When the Java classes are finished, we can automatically generate the JNI header file by running:

cd src/main/java
javah -o ../../../jni/NativeLabelRecognizer.h com.dynamsoft.dlr.NativeLabelRecognizer
Enter fullscreen mode Exit fullscreen mode

Write JNI Wrapper for Dynamsoft C++ OCR SDK

We create a CMake project to build a JNI wrapper with Dynamsoft Label Recognizer SDK.

Here is the CMakeLists.txt file:

cmake_minimum_required (VERSION 2.6)
project (dlr)
MESSAGE( STATUS "PROJECT_NAME: " ${PROJECT_NAME} )

find_package(JNI REQUIRED)
include_directories(${JNI_INCLUDE_DIRS})

MESSAGE( STATUS "JAVA_INCLUDE: " ${JAVA_INCLUDE})

# Check lib
if (CMAKE_HOST_WIN32)
    set(WINDOWS 1)
elseif(CMAKE_HOST_APPLE)
    set(MACOS 1)
elseif(CMAKE_HOST_UNIX)
    set(LINUX 1)
endif()

# Set RPATH
if(CMAKE_HOST_UNIX)
    SET(CMAKE_CXX_FLAGS "-std=c++11 -O3 -Wl,-rpath=$ORIGIN")
    SET(CMAKE_INSTALL_RPATH "$ORIGIN")
    SET(CMAKE_INSTALL_RPATH_USE_LINK_PATH TRUE)
endif()

# Add search path for include and lib files
if(WINDOWS)
    link_directories("${PROJECT_SOURCE_DIR}/lib/win/" ${JNI_LIBRARIES}) 
elseif(LINUX)
    link_directories("${PROJECT_SOURCE_DIR}/lib/linux/" ${JNI_LIBRARIES})
endif()
include_directories("${PROJECT_BINARY_DIR}" "${PROJECT_SOURCE_DIR}/include/")


# Add the library
add_library(dlr SHARED NativeLabelRecognizer.cxx)
if(WINDOWS)
    target_link_libraries (${PROJECT_NAME} "DynamsoftLabelRecognizerx64")
else()
    target_link_libraries (${PROJECT_NAME} "DynamsoftLabelRecognizer" pthread)
endif()

# Set installation directory
set(CMAKE_INSTALL_PREFIX "${PROJECT_SOURCE_DIR}/../src/main/")
set(LIBRARY_PATH "java/com/dynamsoft/dlr/native")
if(WINDOWS)
    install (DIRECTORY "${PROJECT_SOURCE_DIR}/lib/win/" DESTINATION "${CMAKE_INSTALL_PREFIX}${LIBRARY_PATH}/win")
    install (TARGETS dlr DESTINATION "${CMAKE_INSTALL_PREFIX}${LIBRARY_PATH}/win")
elseif(LINUX)
    install (DIRECTORY "${PROJECT_SOURCE_DIR}/lib/linux/" DESTINATION "${CMAKE_INSTALL_PREFIX}${LIBRARY_PATH}/linux")
    install (TARGETS dlr DESTINATION "${CMAKE_INSTALL_PREFIX}${LIBRARY_PATH}/linux")
endif()
Enter fullscreen mode Exit fullscreen mode

This is a shared library project. The dlr library is built from the NativeLabelRecognizer.cxx file. All shared libraries will be installed to the src/main/java/com/dynamsoft/dlr/native directory after building:

mkdir build
cd build
cmake ..

GIVEN RECORDS ->

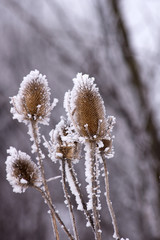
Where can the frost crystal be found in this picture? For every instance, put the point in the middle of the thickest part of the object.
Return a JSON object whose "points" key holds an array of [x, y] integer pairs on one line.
{"points": [[21, 171], [63, 143], [32, 103]]}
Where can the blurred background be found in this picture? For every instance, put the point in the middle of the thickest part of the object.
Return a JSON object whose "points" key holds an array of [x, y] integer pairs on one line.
{"points": [[117, 42]]}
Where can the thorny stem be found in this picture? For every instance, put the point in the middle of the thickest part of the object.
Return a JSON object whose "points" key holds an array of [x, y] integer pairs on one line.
{"points": [[51, 207], [109, 203], [94, 191], [89, 217], [39, 153], [68, 199]]}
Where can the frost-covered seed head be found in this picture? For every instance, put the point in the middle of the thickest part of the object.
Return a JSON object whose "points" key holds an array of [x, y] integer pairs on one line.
{"points": [[21, 171], [33, 100], [85, 108]]}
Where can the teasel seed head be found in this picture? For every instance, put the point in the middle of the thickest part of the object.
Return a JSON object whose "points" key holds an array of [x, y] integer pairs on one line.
{"points": [[33, 100], [22, 172], [85, 108]]}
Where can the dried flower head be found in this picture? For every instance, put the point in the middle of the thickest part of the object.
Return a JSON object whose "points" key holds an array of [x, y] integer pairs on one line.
{"points": [[63, 145], [21, 171], [85, 108], [33, 100]]}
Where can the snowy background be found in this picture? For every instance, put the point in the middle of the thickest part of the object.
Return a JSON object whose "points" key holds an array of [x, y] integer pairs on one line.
{"points": [[117, 42]]}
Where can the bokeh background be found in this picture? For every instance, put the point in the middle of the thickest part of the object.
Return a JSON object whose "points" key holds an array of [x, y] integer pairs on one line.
{"points": [[117, 42]]}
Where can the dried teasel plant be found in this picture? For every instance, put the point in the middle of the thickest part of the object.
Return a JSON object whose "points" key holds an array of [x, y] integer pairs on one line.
{"points": [[86, 126], [85, 108], [22, 172], [32, 103]]}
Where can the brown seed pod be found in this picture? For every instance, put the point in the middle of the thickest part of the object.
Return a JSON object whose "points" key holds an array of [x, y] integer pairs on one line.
{"points": [[21, 171], [86, 109], [33, 100]]}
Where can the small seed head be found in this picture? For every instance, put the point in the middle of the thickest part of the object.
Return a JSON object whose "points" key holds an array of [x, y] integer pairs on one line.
{"points": [[21, 171]]}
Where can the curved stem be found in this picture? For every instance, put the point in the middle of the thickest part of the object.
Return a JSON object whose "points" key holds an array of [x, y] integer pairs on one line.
{"points": [[109, 203], [52, 208], [94, 190], [88, 216], [34, 126], [68, 200]]}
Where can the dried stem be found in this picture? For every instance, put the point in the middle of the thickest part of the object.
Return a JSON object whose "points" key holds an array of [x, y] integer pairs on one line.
{"points": [[109, 203], [39, 154], [68, 199], [88, 215], [52, 208], [94, 191]]}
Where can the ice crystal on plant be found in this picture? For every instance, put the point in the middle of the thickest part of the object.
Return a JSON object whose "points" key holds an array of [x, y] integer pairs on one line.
{"points": [[32, 103], [22, 172], [63, 144]]}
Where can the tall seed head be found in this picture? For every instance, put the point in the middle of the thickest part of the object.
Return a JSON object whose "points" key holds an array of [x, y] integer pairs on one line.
{"points": [[86, 108], [33, 100]]}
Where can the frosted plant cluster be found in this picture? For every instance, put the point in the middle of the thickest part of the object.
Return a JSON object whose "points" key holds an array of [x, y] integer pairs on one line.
{"points": [[85, 126]]}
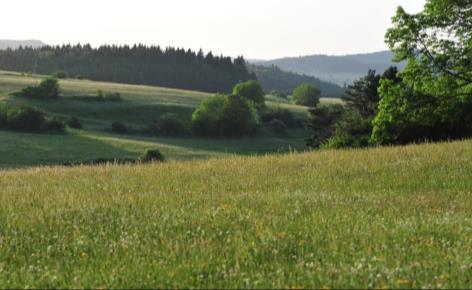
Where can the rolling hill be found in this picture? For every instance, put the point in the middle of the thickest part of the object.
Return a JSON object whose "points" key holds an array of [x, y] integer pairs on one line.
{"points": [[273, 78], [140, 106], [337, 69]]}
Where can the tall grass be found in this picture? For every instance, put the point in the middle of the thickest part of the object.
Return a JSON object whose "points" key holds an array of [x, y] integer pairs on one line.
{"points": [[384, 217]]}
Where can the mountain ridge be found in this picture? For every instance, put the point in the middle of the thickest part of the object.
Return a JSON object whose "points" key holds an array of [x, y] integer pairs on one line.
{"points": [[13, 44], [339, 69]]}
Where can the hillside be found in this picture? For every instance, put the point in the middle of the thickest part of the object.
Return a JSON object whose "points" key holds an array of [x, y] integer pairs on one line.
{"points": [[140, 106], [273, 78], [138, 64], [14, 44], [379, 218], [337, 69]]}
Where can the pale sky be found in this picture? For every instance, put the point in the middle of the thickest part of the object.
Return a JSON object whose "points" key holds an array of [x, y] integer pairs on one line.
{"points": [[261, 29]]}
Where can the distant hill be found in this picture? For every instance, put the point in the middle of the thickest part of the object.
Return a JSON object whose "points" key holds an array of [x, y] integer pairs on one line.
{"points": [[337, 69], [138, 64], [273, 78], [5, 43]]}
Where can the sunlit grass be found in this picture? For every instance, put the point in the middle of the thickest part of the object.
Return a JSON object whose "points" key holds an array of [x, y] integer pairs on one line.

REQUIREMENTS ->
1: Answer these questions about the JNI wrapper tutorial:
(a) What minimum CMake version does its CMakeLists.txt require?
(b) On Windows, which Dynamsoft library name is passed to target_link_libraries?
(c) Which file is the dlr library built from?
2: Can you proceed with the JNI wrapper tutorial, picking up right after its last line?
The entries have no connection to the JNI wrapper tutorial.

EXPECTED RESULTS ->
1:
(a) Version 2.6
(b) DynamsoftLabelRecognizerx64
(c) NativeLabelRecognizer.cxx

2:
cmake --build . --config Release --target install
Enter fullscreen mode Exit fullscreen mode

The JNI methods are implemented in the NativeLabelRecognizer.cxx file:

  • Initialize the license:

    JNIEXPORT jint JNICALL Java_com_dynamsoft_dlr_NativeLabelRecognizer_nativeInitLicense(JNIEnv *env, jclass, jstring license)
        {
            const char *pszLicense = env->GetStringUTFChars(license, NULL);
            char errorMsgBuffer[512];
            // Click https://www.dynamsoft.com/customer/license/trialLicense/?product=dlr to get a trial license.
            int ret = DLR_InitLicense(pszLicense, errorMsgBuffer, 512);
            printf("DLR_InitLicense: %s\n", errorMsgBuffer);
            env->ReleaseStringUTFChars(license, pszLicense);
            return ret;
        }
    
  • Create the instance of Dynamsoft Label Recognizer:

    JNIEXPORT jlong JNICALL Java_com_dynamsoft_dlr_NativeLabelRecognizer_nativeCreateInstance(JNIEnv *, jobject)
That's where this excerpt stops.